> [TASK DETAILS]: Can you copy the lines from the one that contains "Exercise. Point to the tv" through the end of the material below, exactly and with nothing else?

> [RECORDS FOR THIS TASK]:
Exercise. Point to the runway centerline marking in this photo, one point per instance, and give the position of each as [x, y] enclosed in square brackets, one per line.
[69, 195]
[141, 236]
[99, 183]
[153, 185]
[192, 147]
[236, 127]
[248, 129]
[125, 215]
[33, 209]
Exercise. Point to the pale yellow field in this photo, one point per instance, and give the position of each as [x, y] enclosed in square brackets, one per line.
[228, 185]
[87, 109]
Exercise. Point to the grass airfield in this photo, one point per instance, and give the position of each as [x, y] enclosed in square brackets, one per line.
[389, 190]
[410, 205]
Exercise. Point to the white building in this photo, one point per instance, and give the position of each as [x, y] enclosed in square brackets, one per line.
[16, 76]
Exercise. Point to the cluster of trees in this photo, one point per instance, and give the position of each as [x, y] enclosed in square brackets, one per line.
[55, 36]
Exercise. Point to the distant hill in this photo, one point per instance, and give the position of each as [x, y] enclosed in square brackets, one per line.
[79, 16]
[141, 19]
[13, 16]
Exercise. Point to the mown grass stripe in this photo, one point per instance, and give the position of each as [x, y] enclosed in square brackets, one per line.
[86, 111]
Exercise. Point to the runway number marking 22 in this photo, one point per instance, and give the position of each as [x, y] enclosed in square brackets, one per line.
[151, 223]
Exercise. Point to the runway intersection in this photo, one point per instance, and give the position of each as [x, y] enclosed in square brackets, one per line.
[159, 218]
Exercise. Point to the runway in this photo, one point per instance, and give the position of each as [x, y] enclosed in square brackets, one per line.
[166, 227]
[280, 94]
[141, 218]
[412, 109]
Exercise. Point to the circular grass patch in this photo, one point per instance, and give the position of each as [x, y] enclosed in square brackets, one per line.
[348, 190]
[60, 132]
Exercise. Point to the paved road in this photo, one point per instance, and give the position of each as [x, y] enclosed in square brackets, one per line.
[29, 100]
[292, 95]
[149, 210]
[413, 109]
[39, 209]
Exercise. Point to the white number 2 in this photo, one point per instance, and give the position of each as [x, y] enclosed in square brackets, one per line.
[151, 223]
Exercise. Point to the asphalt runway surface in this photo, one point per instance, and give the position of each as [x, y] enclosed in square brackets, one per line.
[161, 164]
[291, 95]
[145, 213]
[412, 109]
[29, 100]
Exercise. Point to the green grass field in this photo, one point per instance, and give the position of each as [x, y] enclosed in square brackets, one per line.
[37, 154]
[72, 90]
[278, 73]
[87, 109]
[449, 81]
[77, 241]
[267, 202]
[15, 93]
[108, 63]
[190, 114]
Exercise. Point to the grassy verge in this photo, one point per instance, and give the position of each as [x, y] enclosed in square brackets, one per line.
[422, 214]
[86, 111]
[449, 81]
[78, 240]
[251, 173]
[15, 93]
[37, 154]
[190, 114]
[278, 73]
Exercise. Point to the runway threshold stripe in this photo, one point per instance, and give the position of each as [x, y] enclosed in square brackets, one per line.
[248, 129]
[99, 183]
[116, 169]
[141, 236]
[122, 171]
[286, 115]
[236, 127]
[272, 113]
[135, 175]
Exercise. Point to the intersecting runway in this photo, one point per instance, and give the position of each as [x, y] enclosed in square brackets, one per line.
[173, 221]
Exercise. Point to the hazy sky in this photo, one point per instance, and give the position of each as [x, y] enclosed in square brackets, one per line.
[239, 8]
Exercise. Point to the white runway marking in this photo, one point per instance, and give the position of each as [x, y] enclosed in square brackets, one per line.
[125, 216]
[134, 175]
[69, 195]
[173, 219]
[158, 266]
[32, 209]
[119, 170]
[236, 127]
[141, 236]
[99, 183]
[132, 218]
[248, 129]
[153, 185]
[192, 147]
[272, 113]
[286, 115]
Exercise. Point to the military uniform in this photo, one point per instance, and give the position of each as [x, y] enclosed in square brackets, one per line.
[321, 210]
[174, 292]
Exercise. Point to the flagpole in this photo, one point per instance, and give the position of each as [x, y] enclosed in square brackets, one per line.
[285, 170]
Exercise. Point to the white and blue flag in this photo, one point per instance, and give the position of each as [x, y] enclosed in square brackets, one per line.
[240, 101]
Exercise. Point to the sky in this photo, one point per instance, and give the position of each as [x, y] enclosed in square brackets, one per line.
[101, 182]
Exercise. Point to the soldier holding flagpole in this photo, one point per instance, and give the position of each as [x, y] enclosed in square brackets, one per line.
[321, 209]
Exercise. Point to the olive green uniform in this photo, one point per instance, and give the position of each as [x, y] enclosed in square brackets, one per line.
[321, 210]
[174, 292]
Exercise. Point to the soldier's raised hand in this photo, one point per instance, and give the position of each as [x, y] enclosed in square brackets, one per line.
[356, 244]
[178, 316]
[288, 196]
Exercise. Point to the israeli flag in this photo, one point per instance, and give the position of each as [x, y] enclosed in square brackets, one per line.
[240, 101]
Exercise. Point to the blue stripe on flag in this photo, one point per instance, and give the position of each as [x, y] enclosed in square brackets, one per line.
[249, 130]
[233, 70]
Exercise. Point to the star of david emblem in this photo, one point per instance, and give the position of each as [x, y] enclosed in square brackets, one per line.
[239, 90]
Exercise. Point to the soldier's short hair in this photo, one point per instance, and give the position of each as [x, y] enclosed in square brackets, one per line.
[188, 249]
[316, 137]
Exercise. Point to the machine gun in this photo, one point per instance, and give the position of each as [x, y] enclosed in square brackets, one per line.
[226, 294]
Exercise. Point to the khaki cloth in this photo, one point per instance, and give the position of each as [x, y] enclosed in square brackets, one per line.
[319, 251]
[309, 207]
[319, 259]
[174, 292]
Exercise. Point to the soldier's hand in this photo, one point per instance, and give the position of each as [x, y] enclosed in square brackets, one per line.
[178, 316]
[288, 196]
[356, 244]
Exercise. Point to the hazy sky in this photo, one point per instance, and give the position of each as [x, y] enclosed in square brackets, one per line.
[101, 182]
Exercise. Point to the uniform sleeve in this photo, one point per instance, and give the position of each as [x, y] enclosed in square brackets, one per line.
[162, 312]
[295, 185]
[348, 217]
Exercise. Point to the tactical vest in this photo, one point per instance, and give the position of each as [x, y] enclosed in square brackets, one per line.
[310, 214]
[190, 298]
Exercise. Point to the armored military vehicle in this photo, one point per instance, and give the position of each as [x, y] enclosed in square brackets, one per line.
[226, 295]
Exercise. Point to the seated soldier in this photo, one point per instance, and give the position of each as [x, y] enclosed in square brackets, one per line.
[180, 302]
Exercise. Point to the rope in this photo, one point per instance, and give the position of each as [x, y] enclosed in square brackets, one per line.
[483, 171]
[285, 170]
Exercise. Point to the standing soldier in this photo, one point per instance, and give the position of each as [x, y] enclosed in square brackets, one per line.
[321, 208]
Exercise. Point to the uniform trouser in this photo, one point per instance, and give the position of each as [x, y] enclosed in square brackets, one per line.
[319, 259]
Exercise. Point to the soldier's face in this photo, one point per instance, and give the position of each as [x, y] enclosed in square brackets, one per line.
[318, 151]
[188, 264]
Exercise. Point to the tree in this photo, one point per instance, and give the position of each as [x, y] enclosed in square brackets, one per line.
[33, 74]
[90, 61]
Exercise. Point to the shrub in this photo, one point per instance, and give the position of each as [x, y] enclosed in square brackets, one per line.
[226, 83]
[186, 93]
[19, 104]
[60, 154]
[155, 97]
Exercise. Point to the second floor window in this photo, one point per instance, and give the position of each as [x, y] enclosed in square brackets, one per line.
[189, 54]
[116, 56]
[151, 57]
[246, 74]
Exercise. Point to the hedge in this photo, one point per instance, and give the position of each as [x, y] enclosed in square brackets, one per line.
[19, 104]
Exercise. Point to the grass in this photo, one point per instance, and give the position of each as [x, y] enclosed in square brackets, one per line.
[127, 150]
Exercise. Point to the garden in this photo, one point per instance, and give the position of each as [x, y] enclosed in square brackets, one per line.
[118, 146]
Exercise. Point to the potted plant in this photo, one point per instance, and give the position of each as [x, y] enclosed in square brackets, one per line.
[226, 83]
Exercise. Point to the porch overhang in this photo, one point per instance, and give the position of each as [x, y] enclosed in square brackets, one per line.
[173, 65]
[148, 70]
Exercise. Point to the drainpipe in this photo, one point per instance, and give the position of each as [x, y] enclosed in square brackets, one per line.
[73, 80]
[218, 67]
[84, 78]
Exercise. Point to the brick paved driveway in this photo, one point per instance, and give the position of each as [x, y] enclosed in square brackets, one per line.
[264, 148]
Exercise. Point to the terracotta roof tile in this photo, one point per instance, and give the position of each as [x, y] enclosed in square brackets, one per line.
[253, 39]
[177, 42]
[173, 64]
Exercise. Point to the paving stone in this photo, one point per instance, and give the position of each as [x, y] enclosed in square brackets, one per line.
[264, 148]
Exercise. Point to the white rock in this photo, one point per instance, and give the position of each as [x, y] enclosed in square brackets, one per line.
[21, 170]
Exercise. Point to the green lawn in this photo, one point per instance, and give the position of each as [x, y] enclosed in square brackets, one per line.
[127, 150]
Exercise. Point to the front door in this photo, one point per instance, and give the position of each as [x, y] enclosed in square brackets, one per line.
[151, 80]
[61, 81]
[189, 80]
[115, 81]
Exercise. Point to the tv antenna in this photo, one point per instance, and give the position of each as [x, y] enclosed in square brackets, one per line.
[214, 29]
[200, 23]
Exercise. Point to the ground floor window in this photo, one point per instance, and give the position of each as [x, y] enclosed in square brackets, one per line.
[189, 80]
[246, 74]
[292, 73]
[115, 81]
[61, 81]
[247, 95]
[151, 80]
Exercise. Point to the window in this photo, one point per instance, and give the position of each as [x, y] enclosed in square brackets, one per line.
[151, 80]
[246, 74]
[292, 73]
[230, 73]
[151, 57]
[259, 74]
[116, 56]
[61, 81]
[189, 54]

> [RESULT FOR THIS EXERCISE]:
Exercise. Point to the tv antenna in this photo, one point per instance, and give the position of each as [x, y] enclosed in square brackets, one per line.
[214, 29]
[200, 23]
Exercise. Point to the ground floor window in this photo, one point per instance, and give the position of each as [x, y] enclosed in square brackets, one per line.
[189, 80]
[246, 74]
[292, 73]
[115, 81]
[61, 81]
[247, 95]
[151, 80]
Exercise. Point to the window in this photo, one point per instance, and give the position of each as [x, y] enclosed in square brackets, one per line.
[151, 80]
[246, 74]
[292, 73]
[230, 73]
[151, 57]
[259, 74]
[116, 56]
[61, 81]
[189, 54]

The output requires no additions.